▶ **WHAT IS NEEDED**:
Show every line of the records below that contains the string "instance", matching case exactly.

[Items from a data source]
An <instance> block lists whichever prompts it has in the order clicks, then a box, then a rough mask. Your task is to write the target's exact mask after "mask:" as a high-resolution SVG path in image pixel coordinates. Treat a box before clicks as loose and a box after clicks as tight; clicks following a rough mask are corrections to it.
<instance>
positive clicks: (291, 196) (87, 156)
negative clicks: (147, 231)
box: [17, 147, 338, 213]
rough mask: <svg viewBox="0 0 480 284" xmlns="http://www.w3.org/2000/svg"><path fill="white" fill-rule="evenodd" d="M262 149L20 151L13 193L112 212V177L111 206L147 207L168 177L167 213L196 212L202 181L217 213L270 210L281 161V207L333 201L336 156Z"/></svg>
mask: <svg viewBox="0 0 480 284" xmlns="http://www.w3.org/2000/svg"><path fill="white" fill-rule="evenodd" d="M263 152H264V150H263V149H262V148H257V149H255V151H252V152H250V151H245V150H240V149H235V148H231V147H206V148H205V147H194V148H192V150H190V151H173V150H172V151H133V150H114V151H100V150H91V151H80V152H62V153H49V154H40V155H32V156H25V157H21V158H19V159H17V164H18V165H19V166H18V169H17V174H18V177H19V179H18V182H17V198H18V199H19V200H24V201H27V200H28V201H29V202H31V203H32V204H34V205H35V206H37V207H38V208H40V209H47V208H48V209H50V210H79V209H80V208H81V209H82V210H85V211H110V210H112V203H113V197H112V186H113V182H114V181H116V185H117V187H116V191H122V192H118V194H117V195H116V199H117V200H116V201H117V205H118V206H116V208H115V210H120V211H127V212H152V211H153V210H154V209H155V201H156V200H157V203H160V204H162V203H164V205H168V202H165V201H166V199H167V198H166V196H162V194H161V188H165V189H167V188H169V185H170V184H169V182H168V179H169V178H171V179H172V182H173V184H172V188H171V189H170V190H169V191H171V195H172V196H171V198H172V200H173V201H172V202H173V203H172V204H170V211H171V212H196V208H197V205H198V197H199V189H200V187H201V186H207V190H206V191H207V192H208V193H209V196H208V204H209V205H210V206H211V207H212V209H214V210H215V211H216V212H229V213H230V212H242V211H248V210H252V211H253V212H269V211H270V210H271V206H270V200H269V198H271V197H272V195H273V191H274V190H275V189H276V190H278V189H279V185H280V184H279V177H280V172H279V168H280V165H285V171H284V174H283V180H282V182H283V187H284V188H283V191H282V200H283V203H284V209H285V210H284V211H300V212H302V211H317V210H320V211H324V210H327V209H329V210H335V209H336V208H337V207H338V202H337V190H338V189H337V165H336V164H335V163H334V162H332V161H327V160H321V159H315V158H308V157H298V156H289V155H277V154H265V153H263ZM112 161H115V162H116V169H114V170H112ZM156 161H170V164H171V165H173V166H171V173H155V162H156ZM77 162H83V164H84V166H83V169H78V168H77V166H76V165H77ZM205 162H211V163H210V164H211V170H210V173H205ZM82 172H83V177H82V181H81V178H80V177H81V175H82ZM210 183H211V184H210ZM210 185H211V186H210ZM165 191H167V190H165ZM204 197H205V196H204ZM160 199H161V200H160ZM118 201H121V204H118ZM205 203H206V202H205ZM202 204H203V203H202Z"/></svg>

▶ **YOUR RESPONSE**:
An <instance> block lists whichever prompts it has in the order clicks, then a box, then a rough mask. Your task is to write the target's exact mask after "mask:" as a high-resolution SVG path in image pixel coordinates. Treat a box before clicks as loose and a box after clicks as tight; clicks following a rough mask are corrections to it.
<instance>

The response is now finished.